--- Exercise data ---

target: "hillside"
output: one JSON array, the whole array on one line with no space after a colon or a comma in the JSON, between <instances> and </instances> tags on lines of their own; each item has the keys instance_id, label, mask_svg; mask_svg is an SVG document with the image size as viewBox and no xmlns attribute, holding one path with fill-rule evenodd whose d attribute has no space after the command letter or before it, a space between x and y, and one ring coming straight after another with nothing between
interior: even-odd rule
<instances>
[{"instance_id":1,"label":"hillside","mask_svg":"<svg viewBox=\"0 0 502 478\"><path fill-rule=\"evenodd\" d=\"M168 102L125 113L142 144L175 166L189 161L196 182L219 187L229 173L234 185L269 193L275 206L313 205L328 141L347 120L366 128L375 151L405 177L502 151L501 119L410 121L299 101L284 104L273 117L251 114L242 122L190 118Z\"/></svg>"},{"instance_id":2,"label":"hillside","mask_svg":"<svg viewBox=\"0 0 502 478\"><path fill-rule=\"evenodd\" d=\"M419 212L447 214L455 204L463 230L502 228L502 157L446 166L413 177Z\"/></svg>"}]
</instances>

---
--- Exercise data ---

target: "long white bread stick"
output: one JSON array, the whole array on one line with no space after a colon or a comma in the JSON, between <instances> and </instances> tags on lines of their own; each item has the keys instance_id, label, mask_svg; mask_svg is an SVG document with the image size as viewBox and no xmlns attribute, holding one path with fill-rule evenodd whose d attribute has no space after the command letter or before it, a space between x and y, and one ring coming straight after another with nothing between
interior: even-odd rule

---

◆ **Short task**:
Pull out each line of the rows above in which the string "target" appears.

◆ **Result for this task**:
target: "hillside"
target: "long white bread stick"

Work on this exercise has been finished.